_Given exercise_: Pull out each line in the items below that contains the word "green" and copy it in full.

_Entries shown_:
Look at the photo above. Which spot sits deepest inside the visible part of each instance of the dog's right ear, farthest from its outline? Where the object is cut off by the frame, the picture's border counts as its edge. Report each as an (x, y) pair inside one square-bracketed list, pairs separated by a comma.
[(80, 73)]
--
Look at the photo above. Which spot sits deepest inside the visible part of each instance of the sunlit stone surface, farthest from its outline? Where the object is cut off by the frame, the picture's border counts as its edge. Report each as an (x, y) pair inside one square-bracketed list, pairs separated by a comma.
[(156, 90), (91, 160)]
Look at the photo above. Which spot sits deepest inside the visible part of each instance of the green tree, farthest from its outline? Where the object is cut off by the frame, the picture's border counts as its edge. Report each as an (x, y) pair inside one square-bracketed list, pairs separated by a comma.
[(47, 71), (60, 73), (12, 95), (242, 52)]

_Output of the task_:
Look at the photo above. Which spot sits deepest inside the visible part of each instance of the green tree, farthest from its outline? Where the object is cut off by the frame, the picture's border counts as its edge. Report each as an (x, y) pair inside one square-bracketed list, pairs separated by a comma.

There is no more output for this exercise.